== Problem statement ==
Rewrite the lines that begin at the one holding "Question. Provide a point on each instance of the jeans" and end after the one holding "x=205, y=429", keeping every line and raising each point coordinate by 32. The sample points given in the wording of each line stay unchanged.

== Material supplied ==
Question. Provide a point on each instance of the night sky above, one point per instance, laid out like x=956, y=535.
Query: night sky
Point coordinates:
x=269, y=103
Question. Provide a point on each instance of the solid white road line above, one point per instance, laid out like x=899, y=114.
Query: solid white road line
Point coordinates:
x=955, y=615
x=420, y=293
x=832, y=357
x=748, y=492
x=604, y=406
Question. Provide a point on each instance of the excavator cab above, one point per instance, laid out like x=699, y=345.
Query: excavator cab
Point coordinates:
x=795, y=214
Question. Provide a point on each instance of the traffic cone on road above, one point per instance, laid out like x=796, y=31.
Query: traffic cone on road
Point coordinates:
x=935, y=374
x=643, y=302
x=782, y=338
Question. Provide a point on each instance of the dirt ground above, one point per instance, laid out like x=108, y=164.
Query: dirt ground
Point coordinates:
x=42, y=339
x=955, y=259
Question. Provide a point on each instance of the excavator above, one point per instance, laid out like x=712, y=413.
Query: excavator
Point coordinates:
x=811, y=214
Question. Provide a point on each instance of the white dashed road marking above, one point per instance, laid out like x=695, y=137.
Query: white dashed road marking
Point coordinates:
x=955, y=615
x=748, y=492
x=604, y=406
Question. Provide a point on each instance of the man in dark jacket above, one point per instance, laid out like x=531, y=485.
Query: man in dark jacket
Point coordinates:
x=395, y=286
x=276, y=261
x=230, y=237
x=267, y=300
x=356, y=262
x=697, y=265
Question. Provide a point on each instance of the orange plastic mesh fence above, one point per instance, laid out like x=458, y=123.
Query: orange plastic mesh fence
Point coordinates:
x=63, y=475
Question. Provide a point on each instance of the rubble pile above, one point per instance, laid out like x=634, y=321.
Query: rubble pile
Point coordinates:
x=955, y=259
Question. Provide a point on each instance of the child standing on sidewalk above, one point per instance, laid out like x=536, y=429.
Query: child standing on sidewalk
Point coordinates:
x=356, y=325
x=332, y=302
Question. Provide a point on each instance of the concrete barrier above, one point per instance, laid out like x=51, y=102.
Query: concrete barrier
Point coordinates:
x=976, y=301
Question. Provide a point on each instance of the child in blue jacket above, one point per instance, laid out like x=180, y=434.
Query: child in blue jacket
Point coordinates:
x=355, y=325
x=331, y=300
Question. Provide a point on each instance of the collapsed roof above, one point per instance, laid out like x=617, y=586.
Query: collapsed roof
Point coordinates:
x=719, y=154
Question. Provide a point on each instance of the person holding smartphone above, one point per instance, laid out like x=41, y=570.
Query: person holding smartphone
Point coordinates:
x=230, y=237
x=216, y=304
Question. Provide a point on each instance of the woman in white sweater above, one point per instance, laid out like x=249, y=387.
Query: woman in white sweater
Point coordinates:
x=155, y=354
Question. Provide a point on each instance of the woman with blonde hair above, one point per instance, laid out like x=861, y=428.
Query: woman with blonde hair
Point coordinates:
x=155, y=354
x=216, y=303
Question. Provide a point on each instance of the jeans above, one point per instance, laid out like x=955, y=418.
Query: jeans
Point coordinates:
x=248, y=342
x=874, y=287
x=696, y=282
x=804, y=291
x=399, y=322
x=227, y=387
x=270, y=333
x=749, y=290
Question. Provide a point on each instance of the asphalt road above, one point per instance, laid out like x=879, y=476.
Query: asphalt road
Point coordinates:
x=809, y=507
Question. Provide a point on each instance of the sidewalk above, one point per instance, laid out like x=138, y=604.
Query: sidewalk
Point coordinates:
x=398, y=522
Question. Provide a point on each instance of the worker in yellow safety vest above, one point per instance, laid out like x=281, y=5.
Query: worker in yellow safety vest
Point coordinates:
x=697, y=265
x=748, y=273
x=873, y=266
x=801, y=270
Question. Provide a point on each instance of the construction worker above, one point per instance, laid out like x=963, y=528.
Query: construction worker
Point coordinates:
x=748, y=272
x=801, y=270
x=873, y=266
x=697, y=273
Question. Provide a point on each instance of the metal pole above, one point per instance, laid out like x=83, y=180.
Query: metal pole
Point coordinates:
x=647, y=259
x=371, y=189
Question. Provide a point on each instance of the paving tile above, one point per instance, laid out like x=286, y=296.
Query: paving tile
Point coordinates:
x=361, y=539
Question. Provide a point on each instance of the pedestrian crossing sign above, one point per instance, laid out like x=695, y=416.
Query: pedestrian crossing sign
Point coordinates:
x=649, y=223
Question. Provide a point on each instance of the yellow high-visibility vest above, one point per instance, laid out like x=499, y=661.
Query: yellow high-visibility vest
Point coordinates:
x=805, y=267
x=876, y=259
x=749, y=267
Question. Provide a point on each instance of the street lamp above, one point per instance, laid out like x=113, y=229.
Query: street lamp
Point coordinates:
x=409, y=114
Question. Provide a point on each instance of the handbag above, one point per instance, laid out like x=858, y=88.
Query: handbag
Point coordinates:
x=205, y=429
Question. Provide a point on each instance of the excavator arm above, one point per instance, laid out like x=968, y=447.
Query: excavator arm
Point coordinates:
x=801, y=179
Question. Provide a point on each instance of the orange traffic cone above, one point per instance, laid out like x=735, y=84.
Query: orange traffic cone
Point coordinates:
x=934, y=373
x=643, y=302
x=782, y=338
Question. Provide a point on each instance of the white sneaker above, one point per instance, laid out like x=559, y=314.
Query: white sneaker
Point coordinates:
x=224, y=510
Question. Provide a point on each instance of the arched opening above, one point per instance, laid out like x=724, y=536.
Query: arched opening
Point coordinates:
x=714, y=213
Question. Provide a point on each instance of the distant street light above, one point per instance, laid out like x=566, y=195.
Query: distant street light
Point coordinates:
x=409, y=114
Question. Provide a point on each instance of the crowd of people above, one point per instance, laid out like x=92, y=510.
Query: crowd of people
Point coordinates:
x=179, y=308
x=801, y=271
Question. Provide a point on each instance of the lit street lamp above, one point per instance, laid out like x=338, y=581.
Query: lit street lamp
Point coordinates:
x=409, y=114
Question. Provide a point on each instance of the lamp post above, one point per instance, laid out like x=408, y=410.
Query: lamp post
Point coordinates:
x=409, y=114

== Result of the task ==
Question. Provide a point on each instance of the jeans above, one point per instance, laid out like x=955, y=418.
Query: jeans
Point coordinates:
x=280, y=374
x=906, y=319
x=728, y=314
x=836, y=323
x=431, y=354
x=259, y=419
x=302, y=365
x=781, y=322
Question. Provide a point on each instance of the asphalt road above, one point per instance, laid out like x=879, y=476.
Query: asphalt road
Point coordinates:
x=841, y=539
Question. Provide a point on each instance of the sidewalk above, one point per instance, laid out like x=138, y=604.
Query: sidewalk
Point coordinates:
x=430, y=554
Question. Provide a point on each instance of the worker in yellow safety vest above, one point per instance, laid out like x=281, y=5.
Query: worker in yellow safety vest
Point coordinates:
x=729, y=297
x=780, y=305
x=905, y=298
x=833, y=302
Question. Provide a point on each instance of the construction worker above, one point per instance, laid out like x=963, y=528.
Query: construction worker
Point coordinates:
x=780, y=304
x=833, y=302
x=905, y=298
x=729, y=305
Question. Provide a point on each instance of the metal pole above, one point per instance, laid out like x=83, y=180.
Query: metal pole
Point coordinates:
x=679, y=291
x=403, y=221
Question. Provide a point on each instance of the paving tile above, one point per instance, laid out like x=286, y=296.
Query: paving tile
Point coordinates:
x=393, y=571
Question. Provide a point on each instance of the pedestrian crossing sign above, one point per instance, laid out like x=695, y=416.
Query: pedestrian crossing sign
Point coordinates:
x=681, y=255
Question. Provide a point on each instance of the yellow high-visibility vest above, one point per instance, laid out like x=499, y=661.
Query: yellow high-visibility vest
Point coordinates:
x=837, y=299
x=908, y=291
x=781, y=299
Question. Provide a point on each instance of the street lamp above, one point per instance, laid out like x=113, y=229.
Query: street lamp
Point coordinates:
x=441, y=146
Question. Provide a point on each instance of the handbag above, one point per instance, laid out like x=858, y=88.
Query: handbag
Point coordinates:
x=237, y=461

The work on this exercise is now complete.